● **WHAT NEEDS TO BE DONE**:
Below is a block of records: output all of them exactly and leave out the pictures.

Object location annotation data:

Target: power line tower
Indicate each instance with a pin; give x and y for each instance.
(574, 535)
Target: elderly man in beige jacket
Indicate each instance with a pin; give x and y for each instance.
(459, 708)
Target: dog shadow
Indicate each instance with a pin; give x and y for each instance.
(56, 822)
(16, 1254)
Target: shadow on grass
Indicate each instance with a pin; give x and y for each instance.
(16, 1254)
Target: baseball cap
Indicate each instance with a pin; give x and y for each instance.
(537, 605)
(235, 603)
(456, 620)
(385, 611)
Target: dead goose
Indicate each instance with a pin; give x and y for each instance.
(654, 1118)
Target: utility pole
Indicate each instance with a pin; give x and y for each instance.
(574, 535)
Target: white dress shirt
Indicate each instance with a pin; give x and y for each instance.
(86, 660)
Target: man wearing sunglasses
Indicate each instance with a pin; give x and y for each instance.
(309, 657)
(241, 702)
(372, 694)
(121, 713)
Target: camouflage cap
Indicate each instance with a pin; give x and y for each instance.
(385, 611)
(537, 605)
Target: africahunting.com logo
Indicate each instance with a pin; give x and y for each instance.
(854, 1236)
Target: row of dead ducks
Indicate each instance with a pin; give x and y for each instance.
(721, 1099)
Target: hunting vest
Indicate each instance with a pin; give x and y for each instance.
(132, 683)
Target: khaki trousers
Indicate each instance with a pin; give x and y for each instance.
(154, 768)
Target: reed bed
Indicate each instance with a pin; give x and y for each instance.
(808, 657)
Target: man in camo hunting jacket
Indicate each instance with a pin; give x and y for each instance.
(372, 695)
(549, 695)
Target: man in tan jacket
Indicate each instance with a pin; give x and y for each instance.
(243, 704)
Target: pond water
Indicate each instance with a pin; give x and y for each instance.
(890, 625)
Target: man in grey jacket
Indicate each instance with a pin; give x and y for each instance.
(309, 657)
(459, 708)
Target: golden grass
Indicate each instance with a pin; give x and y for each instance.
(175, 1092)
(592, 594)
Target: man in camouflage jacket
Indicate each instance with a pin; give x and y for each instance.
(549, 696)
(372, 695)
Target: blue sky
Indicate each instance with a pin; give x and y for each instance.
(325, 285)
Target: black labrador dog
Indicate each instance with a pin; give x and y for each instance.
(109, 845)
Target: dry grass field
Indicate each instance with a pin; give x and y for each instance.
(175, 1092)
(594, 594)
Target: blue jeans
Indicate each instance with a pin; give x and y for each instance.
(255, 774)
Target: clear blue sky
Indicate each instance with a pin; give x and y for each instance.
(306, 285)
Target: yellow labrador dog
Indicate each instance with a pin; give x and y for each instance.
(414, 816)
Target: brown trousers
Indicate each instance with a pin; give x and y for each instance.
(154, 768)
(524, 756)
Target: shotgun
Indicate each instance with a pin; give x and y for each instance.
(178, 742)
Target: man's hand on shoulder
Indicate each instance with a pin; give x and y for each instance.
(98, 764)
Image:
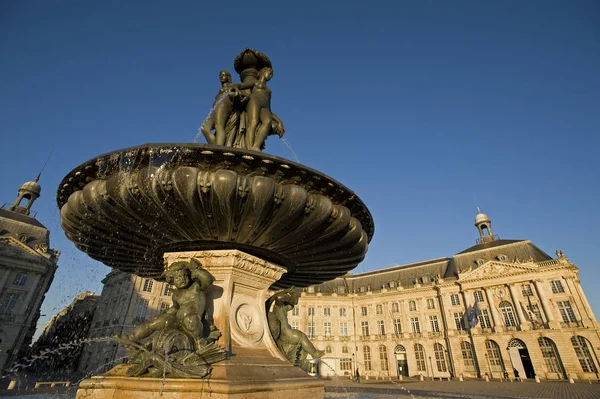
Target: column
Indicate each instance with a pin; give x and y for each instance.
(523, 323)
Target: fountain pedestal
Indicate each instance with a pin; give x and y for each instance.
(255, 367)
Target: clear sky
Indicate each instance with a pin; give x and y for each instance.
(422, 107)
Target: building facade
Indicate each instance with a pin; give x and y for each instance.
(126, 302)
(499, 306)
(27, 267)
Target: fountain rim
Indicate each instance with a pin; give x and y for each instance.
(206, 150)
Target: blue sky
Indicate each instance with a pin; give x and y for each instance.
(421, 107)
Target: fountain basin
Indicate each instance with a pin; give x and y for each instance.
(129, 207)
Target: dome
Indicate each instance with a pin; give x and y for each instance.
(32, 187)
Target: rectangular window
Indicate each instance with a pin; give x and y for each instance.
(414, 325)
(526, 290)
(148, 285)
(346, 364)
(20, 280)
(344, 329)
(311, 329)
(455, 299)
(484, 319)
(365, 328)
(557, 287)
(478, 295)
(566, 312)
(380, 327)
(327, 328)
(397, 326)
(459, 320)
(430, 303)
(433, 322)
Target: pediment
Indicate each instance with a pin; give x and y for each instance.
(494, 269)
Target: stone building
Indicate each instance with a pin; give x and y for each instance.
(499, 306)
(27, 267)
(126, 302)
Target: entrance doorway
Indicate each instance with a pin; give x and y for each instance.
(401, 362)
(519, 356)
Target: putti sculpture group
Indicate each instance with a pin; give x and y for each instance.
(227, 226)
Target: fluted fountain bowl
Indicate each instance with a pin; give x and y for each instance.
(128, 207)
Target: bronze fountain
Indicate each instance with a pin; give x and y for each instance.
(226, 225)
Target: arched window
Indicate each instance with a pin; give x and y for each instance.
(367, 357)
(508, 314)
(551, 356)
(440, 359)
(420, 357)
(584, 354)
(383, 357)
(467, 352)
(494, 356)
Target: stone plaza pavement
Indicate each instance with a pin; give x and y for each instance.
(465, 389)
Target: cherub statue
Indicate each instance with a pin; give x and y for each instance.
(188, 312)
(294, 344)
(221, 111)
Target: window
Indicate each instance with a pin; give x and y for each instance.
(20, 279)
(550, 354)
(584, 355)
(526, 290)
(508, 314)
(311, 329)
(557, 287)
(440, 358)
(459, 320)
(455, 299)
(343, 329)
(383, 358)
(420, 357)
(365, 328)
(414, 325)
(148, 285)
(397, 326)
(367, 357)
(478, 295)
(566, 311)
(346, 364)
(380, 327)
(494, 355)
(484, 319)
(327, 328)
(8, 304)
(430, 303)
(467, 352)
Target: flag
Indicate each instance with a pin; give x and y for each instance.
(474, 314)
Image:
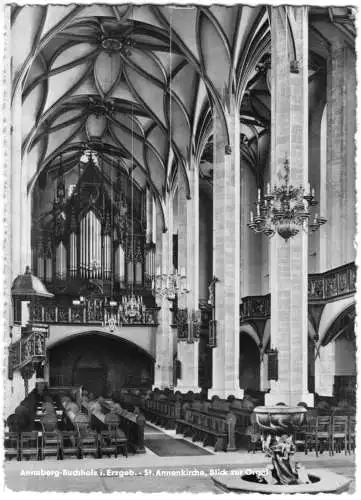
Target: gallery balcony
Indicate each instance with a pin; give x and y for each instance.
(329, 286)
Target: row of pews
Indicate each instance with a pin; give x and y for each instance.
(74, 426)
(223, 424)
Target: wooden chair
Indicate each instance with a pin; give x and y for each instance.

● **EXPECTED ANSWER**:
Target: power line tower
Indicate each instance with a pin; give x and y for each instance.
(574, 535)
Target: elderly man in beige jacket
Indicate each instance with a pin; give x and y for each instance.
(459, 708)
Target: dog shadow
Indicate each instance with a pin; give x and y for each instance.
(56, 822)
(16, 1254)
Target: shadow on grass
Indicate each instance with a pin; give x and y for each instance.
(16, 1254)
Target: baseball cap
Indicate each instance with a pin; give x and y for each instance.
(537, 605)
(235, 603)
(456, 620)
(385, 611)
Target: dead goose
Indicate each instance with a pin; give x and y for each instance.
(654, 1118)
Target: utility pole
Indicate each instance with a pin; give x and y for each instance.
(574, 535)
Target: white dress shirt
Indicate each instance with a pin; give x and y for each instance.
(86, 660)
Target: man wearing sunglasses
Indicate each instance with a pin; give x and y for each instance.
(309, 657)
(241, 702)
(372, 694)
(121, 713)
Target: camouflage cap
Indicate each instance with a pin; give x and y for each instance.
(385, 611)
(537, 605)
Target: africahunting.com logo
Indicate each instance with a pin; give x and y for each instance.
(854, 1236)
Target: row of dead ducks
Indicate each instance with a pin; give x and y for each instance.
(721, 1099)
Target: hunting vest
Indicate each instance with a pin; give x and y for each instance.
(132, 683)
Target: khaki trousers
Indicate each instance with a pin; give x and y for each instance.
(154, 768)
Target: reed bed
Indicate each instance with a pin; give x and y for each instance.
(808, 657)
Target: man in camo hunting jacket
Indicate each instance with a pin; give x and y for each instance.
(372, 695)
(549, 695)
Target: man in tan jacket
Indicate each instance with a pin; give x and y for each instance.
(243, 704)
Target: pond water
Indicate each instance with a pin; give x and y for each instance.
(890, 625)
Target: man in grey jacket
Indicate each instance with a pin; give x and y for each instance.
(309, 657)
(459, 708)
Target: golden grass
Indicate each instance with a pin; give x and y for each instance.
(175, 1092)
(592, 594)
Target: man in camouflage jacket
Indicate each instance with a pin; give x and y for each instance.
(549, 696)
(372, 695)
Target: blue sky
Indicate each instance with a pin; give x and y for each instance.
(325, 285)
Target: black labrador dog
Indicate each instance with a pin; give x and y for each instance.
(109, 845)
Target: dry grass field
Indicate each instance with a pin; give x and y for each instance.
(175, 1092)
(594, 594)
Target: blue jeans
Indicate each instance with a pin; give x and y for each instance.
(255, 774)
Target: clear blue sky
Indicate each instance with a pin; give x and y for each instance.
(306, 285)
Target: yellow labrador dog
Indicate each instance with a pin; give x and y for each instance.
(414, 816)
Target: brown trousers
Indicate each instance with a pin; give x and y for each instance.
(154, 768)
(524, 756)
Target: shotgun
Indicate each instance with a pin; give x and y for each instance.
(178, 742)
Target: man's hand on shoulder
Indicate each instance with a pin; give x and y for each instance.
(98, 764)
Image:
Target: column
Indicate each instance with a pin; give x and y for each instance.
(523, 323)
Target: fountain pedestal
Indicate each instance with a pin; give x and y for each instance.
(255, 367)
Target: clear sky
Indicate each instance with a pin; give x and y for each instance.
(422, 107)
Target: building facade
Indicate each instance with a pin; give x and y for each instance.
(126, 302)
(499, 306)
(27, 267)
Target: fountain rim
Indicate each instance with a pin; give x and y for each instance.
(206, 150)
Target: blue sky
Indicate each instance with a pin; give x and y for each instance.
(421, 107)
Target: fountain basin
Indicate each instance with a pin; give x and y for each instance.
(129, 207)
Target: dome
Indicate each instance with a pin; give x and y for each instance.
(32, 187)
Target: rectangular window
Indicate each instance with a pin; give x and y for each instance.
(414, 325)
(526, 290)
(148, 285)
(346, 364)
(20, 280)
(344, 329)
(311, 329)
(455, 299)
(484, 319)
(365, 328)
(557, 287)
(478, 295)
(566, 312)
(380, 327)
(327, 328)
(397, 326)
(459, 320)
(430, 303)
(433, 322)
Target: pediment
Indicate each instance with a pin; give x and y for each instance.
(494, 269)
Target: stone building
Indicate each instance with a pin; give x and y for each instance.
(499, 306)
(27, 267)
(126, 302)
Target: entrance doorway
Indicate each instance with a pin; give x and y for each instance.
(401, 362)
(519, 356)
Target: putti sculpture group
Indicate each instance with a pin; give x and y for each instance.
(227, 226)
Target: fluted fountain bowl
Indicate each instance with a pin; give x and y for each instance.
(128, 207)
Target: bronze fountain
Indicate each instance with a pin; give x and y for each instance.
(226, 225)
Target: arched window
Indicate each instance with a pin; give x and y for each instance.
(367, 357)
(508, 314)
(551, 356)
(440, 359)
(420, 357)
(584, 354)
(383, 357)
(467, 352)
(494, 356)
Target: stone plaza pavement
Indicate each instance with a pin; give x and y for each instance.
(465, 389)
Target: cherub statue
Indicate each instance with a pin; give x and y for each instance.
(188, 312)
(294, 344)
(221, 111)
Target: window
Indicate each instance with a pin; give x and y for each instance.
(20, 279)
(550, 354)
(584, 355)
(526, 290)
(508, 314)
(311, 329)
(557, 287)
(440, 358)
(459, 320)
(455, 299)
(343, 329)
(383, 358)
(420, 357)
(365, 328)
(414, 325)
(148, 285)
(397, 326)
(367, 357)
(478, 295)
(566, 311)
(346, 364)
(380, 327)
(494, 355)
(484, 319)
(327, 328)
(8, 304)
(430, 303)
(467, 352)
Target: flag
Indicate each instance with a pin; give x and y for each instance.
(474, 314)
Image:
Target: gallery balcony
Indicate each instance with a pin; give x and y for each instance.
(329, 286)
Target: row of pews
Indicate each instance with a pin; give x and y for each instance.
(74, 426)
(223, 424)
Target: wooden chair
Indicate each instance with a pin; give x and y for each instance.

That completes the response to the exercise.